■ Problem ■
Write only the number of lines in the data that include the word "exercise".

■ Data for the task ■
..........

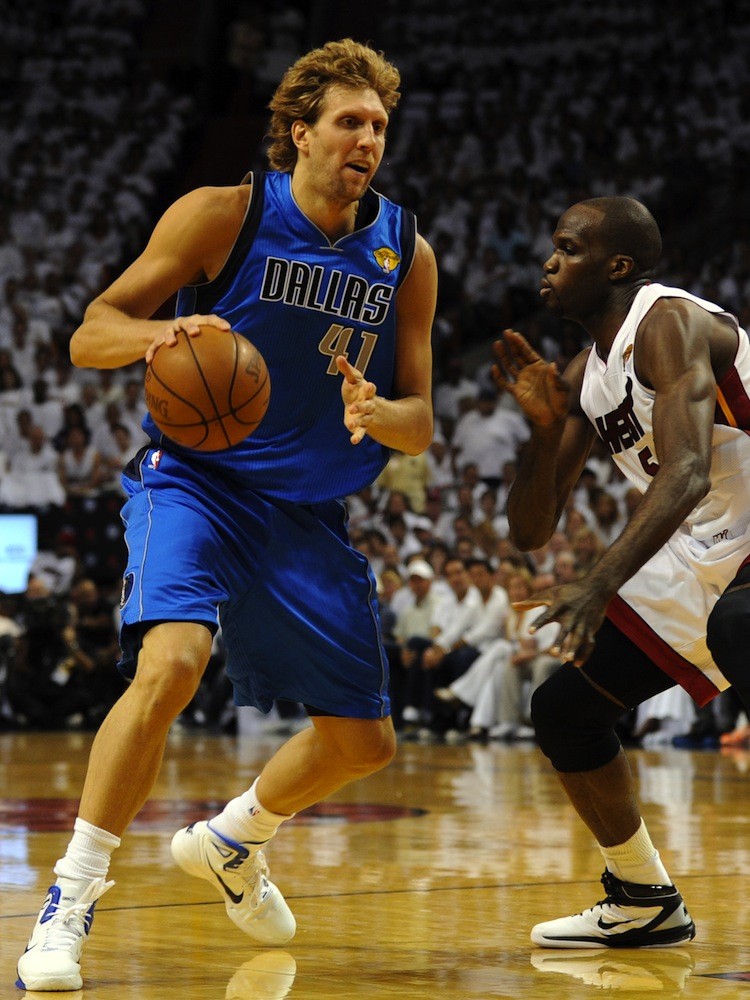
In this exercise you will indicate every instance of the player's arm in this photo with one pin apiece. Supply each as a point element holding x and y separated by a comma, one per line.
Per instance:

..........

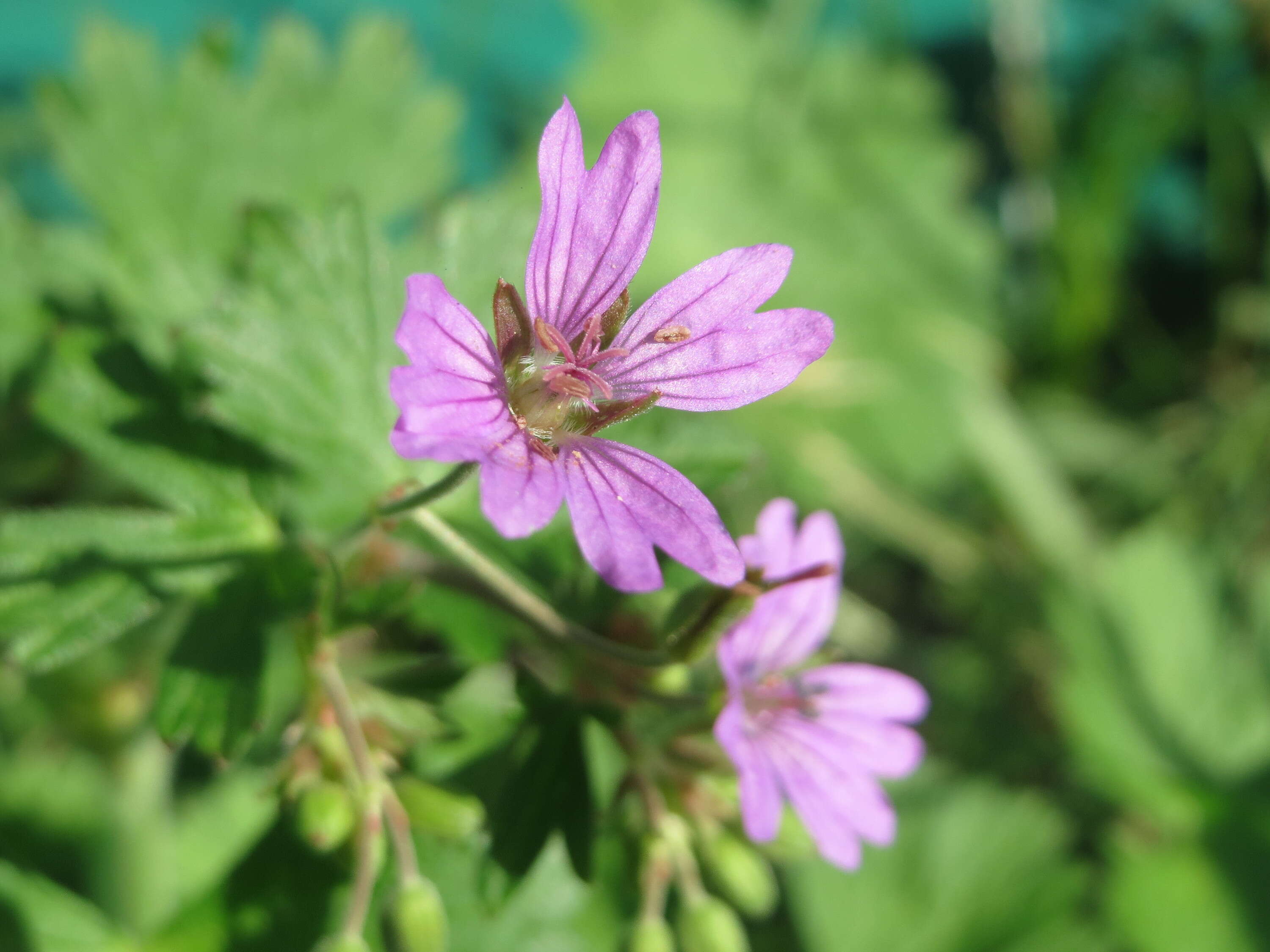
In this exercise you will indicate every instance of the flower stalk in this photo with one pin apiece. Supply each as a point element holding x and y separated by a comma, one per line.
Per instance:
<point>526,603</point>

..........

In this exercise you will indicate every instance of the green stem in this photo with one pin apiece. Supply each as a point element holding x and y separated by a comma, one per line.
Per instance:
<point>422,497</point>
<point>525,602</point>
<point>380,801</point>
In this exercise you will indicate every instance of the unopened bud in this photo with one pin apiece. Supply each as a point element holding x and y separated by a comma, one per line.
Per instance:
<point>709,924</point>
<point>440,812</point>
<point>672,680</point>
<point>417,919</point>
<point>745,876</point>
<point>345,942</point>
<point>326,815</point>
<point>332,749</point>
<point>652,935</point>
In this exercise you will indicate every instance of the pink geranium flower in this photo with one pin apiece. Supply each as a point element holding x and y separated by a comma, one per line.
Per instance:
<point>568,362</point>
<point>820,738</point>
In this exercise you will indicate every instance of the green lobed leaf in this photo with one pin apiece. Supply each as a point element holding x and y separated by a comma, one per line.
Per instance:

..........

■ Answer area ■
6